## Set problem:
Each record must be reproduced exactly as it is shown.
------ Records supplied ------
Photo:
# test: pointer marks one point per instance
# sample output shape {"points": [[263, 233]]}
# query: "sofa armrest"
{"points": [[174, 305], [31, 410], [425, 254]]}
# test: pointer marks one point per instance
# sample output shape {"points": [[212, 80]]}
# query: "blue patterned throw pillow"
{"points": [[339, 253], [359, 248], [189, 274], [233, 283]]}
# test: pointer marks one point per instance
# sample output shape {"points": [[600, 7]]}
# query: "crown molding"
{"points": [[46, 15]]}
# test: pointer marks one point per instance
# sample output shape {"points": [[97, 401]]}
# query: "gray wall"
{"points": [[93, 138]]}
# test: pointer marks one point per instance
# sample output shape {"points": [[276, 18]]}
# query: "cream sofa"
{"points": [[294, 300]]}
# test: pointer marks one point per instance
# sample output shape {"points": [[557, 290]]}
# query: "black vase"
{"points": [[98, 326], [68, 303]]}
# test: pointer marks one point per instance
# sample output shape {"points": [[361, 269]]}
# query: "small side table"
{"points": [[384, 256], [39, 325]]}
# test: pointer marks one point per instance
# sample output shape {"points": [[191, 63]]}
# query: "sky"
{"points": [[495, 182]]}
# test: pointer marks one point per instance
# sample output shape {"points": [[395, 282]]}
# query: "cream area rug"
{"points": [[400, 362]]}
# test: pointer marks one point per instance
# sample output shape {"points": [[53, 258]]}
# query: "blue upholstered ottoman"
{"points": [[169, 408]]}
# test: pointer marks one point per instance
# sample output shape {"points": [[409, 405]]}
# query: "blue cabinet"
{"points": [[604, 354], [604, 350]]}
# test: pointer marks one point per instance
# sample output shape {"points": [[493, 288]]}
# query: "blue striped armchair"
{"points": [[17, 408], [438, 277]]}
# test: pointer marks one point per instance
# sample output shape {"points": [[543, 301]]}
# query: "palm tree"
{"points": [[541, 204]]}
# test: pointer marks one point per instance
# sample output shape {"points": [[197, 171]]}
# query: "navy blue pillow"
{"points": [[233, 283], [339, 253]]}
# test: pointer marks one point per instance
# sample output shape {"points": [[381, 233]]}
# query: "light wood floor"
------
## Answer to this problem:
Photo:
# test: pointer marks one point per instance
# sample output shape {"points": [[263, 233]]}
# query: "sofa armrest"
{"points": [[174, 305], [31, 410], [425, 254]]}
# test: pointer marks one point per instance
# sample output shape {"points": [[212, 80]]}
# query: "blue patterned throw pillow"
{"points": [[339, 253], [359, 248], [189, 274], [233, 283]]}
# test: pointer marks one point per instance
# sample output shape {"points": [[600, 7]]}
# query: "crown molding"
{"points": [[46, 15]]}
# test: pointer marks one point per instance
# sample output shape {"points": [[97, 401]]}
# query: "gray wall"
{"points": [[93, 138]]}
# test: pointer marks one point per instance
# sample output shape {"points": [[276, 18]]}
# query: "cream sofa"
{"points": [[294, 300]]}
# test: pointer marks one point per instance
# sample output shape {"points": [[557, 290]]}
# query: "black vase"
{"points": [[98, 326], [68, 303]]}
# test: pointer marks one point per instance
# sample output shape {"points": [[361, 269]]}
# query: "small side table"
{"points": [[384, 256], [39, 325]]}
# test: pointer marks one point per instance
# sample output shape {"points": [[191, 63]]}
# query: "sky"
{"points": [[495, 182]]}
# test: pointer marks one point per instance
# sample output shape {"points": [[395, 282]]}
# query: "cream area rug"
{"points": [[400, 362]]}
# test: pointer marks one point per instance
# sample output shape {"points": [[53, 258]]}
# query: "blue upholstered ottoman"
{"points": [[169, 408]]}
# test: pointer marks one point per instance
# sample output shape {"points": [[409, 405]]}
# query: "blue cabinet"
{"points": [[604, 354], [604, 350]]}
# test: pointer marks one point per instance
# sample output shape {"points": [[493, 288]]}
# query: "blue striped armchair"
{"points": [[17, 408], [438, 277]]}
# test: pointer marks one point per instance
# sample output shape {"points": [[543, 301]]}
# query: "palm tree"
{"points": [[541, 204]]}
# test: pointer marks one point per instance
# sample output shape {"points": [[197, 171]]}
# query: "navy blue pillow"
{"points": [[233, 283], [339, 253]]}
# test: pointer marks one point per instance
# sample output shape {"points": [[381, 233]]}
# query: "light wood floor"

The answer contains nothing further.